> [Try it] In the records below, find the line that contains "Target: team crest", then write out that line and each one after it exactly, up to and including the last.

Saved data entries
————
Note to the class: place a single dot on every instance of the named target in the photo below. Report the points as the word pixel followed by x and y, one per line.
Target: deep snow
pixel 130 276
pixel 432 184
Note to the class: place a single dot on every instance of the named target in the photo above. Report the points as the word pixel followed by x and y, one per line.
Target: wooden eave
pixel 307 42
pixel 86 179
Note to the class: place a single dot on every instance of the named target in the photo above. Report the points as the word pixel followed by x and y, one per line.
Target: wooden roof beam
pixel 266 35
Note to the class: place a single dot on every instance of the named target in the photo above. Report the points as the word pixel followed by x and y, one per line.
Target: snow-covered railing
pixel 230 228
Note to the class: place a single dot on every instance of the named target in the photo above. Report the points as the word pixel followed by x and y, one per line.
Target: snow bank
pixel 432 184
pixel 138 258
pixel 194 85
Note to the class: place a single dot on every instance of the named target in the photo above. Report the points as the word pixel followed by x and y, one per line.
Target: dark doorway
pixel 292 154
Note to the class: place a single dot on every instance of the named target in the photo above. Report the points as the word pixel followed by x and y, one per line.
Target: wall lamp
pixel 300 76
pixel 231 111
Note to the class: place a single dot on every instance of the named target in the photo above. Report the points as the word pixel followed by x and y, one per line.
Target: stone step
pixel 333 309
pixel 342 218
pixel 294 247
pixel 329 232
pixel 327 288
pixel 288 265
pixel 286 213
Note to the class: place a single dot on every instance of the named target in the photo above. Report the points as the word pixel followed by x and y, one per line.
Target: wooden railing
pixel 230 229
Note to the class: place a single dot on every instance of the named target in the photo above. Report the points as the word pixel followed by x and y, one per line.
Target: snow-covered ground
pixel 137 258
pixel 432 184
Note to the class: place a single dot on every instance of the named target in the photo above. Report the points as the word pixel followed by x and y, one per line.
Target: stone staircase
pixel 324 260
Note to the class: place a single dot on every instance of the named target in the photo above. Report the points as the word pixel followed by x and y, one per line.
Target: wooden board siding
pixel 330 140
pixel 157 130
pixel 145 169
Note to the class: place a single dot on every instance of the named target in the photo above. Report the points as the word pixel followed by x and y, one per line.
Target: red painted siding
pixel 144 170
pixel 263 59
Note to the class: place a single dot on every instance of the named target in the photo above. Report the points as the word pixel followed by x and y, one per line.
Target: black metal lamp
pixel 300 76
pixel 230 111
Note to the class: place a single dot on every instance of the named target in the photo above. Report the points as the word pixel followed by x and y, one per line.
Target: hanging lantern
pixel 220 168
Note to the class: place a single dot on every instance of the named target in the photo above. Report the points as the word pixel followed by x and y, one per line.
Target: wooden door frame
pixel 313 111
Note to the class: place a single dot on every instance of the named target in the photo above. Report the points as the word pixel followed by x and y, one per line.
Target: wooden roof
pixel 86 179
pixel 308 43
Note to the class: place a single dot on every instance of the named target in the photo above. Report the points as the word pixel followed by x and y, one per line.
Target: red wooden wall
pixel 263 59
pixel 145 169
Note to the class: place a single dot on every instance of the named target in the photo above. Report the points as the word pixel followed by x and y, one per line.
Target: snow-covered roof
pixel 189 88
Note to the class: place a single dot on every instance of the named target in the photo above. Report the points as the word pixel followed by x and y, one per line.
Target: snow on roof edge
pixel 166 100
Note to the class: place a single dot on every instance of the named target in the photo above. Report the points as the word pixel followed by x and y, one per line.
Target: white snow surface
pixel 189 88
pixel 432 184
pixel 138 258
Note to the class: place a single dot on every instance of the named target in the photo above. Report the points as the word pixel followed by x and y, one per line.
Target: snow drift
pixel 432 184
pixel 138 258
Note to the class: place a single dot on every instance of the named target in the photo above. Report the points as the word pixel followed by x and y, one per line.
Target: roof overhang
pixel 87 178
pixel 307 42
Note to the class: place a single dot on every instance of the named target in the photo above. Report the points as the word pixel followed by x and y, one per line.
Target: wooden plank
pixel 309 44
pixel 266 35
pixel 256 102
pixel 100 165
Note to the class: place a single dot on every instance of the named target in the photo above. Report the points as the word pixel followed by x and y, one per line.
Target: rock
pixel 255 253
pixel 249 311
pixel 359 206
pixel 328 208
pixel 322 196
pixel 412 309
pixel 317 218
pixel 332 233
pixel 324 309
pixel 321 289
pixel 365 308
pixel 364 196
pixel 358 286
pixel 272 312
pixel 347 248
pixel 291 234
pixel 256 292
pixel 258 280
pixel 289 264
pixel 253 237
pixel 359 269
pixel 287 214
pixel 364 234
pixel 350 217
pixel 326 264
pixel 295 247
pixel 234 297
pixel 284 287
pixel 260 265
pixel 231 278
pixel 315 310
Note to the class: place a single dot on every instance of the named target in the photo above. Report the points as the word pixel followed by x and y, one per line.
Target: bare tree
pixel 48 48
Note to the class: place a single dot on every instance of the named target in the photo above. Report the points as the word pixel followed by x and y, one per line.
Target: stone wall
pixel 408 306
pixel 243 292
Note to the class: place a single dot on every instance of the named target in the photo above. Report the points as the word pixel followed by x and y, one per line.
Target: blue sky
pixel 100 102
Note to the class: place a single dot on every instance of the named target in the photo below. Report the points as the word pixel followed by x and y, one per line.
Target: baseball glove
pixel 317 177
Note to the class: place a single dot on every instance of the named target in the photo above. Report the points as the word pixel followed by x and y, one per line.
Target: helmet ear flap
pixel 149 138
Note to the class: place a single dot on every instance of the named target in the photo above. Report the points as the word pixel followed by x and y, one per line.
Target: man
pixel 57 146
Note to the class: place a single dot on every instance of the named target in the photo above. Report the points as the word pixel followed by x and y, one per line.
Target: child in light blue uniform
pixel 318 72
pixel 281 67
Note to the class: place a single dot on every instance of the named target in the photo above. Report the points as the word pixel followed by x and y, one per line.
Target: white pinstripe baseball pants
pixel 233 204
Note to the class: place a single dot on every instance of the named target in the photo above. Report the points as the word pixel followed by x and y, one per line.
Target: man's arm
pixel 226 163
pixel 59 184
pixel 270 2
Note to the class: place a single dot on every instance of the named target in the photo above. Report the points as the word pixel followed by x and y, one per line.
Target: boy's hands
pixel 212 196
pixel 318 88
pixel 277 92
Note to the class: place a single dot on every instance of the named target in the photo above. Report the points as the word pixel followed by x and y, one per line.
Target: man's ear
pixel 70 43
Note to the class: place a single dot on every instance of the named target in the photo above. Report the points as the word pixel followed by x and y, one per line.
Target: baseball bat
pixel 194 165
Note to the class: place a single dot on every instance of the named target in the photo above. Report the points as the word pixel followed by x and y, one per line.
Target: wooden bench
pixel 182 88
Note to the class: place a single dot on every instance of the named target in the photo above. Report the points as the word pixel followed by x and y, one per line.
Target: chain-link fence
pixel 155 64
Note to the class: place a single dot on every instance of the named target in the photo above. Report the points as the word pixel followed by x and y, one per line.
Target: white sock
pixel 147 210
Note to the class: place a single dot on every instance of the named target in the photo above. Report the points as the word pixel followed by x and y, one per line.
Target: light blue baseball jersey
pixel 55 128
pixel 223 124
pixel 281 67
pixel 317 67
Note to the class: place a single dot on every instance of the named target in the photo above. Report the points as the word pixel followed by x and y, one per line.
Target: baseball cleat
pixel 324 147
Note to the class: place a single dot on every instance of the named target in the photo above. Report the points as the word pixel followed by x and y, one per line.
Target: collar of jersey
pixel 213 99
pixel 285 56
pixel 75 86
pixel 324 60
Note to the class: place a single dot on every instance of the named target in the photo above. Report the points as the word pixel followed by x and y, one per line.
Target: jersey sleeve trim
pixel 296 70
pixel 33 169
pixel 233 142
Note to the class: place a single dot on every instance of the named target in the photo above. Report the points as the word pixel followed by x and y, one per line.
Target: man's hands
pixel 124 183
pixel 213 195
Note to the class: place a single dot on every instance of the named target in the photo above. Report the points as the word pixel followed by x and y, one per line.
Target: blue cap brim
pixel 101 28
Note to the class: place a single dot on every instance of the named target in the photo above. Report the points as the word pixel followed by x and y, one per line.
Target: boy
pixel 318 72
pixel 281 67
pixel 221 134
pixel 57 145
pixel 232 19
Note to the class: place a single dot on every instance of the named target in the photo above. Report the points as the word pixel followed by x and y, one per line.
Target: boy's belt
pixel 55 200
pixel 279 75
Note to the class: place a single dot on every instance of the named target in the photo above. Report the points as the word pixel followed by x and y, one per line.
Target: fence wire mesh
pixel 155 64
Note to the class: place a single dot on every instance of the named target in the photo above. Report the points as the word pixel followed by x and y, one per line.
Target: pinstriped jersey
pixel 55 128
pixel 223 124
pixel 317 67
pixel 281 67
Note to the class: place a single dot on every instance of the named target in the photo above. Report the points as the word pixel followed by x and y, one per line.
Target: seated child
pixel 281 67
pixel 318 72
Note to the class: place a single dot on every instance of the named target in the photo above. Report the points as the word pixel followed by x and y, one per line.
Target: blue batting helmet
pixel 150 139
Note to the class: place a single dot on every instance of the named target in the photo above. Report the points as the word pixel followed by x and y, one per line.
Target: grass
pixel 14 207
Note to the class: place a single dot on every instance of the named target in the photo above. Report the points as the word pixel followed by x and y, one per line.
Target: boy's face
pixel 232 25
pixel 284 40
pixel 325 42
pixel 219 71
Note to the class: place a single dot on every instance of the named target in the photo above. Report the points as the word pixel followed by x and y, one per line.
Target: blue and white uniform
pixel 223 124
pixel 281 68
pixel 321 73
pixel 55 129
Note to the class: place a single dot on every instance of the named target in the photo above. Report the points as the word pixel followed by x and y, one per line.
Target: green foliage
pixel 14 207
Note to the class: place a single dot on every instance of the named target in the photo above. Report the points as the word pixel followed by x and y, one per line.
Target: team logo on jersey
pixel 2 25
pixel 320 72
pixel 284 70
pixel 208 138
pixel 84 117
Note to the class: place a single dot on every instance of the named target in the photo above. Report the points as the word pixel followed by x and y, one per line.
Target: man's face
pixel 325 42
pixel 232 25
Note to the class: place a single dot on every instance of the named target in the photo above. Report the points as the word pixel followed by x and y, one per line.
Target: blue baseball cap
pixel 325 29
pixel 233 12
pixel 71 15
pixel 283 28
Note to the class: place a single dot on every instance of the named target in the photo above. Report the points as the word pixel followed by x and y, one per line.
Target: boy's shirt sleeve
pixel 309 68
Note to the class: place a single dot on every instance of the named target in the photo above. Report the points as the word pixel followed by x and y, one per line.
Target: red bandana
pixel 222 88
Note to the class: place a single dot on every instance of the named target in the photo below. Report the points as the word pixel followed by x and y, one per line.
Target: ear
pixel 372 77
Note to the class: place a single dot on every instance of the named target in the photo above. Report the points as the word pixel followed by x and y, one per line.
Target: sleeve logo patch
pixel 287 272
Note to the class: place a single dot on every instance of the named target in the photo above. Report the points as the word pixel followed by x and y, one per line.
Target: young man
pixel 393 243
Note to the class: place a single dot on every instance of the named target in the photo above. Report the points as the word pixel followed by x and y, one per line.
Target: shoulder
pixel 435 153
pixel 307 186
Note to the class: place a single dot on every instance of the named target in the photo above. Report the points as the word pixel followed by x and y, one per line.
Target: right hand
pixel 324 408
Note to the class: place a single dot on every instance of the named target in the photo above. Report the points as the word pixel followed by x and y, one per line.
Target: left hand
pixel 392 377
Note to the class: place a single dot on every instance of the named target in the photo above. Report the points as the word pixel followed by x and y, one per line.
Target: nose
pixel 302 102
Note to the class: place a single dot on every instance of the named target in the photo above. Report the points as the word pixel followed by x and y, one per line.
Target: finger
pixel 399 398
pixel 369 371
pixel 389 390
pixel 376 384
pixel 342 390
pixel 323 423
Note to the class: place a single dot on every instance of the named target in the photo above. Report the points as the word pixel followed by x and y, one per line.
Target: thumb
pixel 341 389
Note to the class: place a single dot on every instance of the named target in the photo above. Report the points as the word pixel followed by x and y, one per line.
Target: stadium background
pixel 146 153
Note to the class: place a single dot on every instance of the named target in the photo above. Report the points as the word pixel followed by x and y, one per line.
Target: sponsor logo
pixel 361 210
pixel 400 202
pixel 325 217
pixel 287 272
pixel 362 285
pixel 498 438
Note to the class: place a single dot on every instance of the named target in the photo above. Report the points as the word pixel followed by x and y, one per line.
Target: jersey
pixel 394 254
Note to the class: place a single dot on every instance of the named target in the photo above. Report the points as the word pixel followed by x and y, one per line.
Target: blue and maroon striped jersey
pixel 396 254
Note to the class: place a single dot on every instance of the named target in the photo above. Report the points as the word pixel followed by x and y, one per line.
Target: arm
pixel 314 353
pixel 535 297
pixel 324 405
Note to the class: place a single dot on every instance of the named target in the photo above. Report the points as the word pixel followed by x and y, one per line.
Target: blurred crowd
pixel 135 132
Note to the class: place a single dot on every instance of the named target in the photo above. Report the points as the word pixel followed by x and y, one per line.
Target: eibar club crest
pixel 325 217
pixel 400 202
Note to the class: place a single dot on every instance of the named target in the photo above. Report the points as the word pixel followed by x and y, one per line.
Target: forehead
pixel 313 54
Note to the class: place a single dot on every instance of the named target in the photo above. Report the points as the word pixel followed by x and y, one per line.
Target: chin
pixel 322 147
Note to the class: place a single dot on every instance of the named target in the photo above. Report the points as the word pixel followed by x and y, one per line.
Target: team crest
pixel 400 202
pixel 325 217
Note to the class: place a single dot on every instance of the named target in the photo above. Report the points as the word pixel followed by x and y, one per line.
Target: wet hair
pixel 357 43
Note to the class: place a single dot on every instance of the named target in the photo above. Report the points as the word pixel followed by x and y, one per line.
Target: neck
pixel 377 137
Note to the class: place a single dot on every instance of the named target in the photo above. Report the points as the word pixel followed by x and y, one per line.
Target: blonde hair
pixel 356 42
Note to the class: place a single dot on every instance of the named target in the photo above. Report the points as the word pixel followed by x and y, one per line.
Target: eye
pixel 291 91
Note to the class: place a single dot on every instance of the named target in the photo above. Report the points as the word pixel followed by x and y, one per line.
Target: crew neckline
————
> [Exercise output]
Target: team crest
pixel 400 202
pixel 325 217
Note to the class: place a single dot on every instance of the named target in the photo above. Report the points as the word pixel followed by x and y, one per line.
Target: wet hair
pixel 357 43
Note to the class: place a single dot on every instance of the named target in the photo above. Report the points as the word pixel followed by x and y, one per line.
Target: neck
pixel 377 137
Note to the class: place a single dot on every instance of the named target in the photo above. Report the points as the word pixel followed by x and y, one per line.
Target: blonde hair
pixel 356 42
Note to the class: place a single dot on every instance of the named target in the photo above. Report the points as the word pixel followed by x and y, one per line.
Target: eye
pixel 291 91
Note to the class: place a single dot on every instance of the named target in the photo above. Report the points as the word pixel followed by x and y, one per line.
Target: crew neckline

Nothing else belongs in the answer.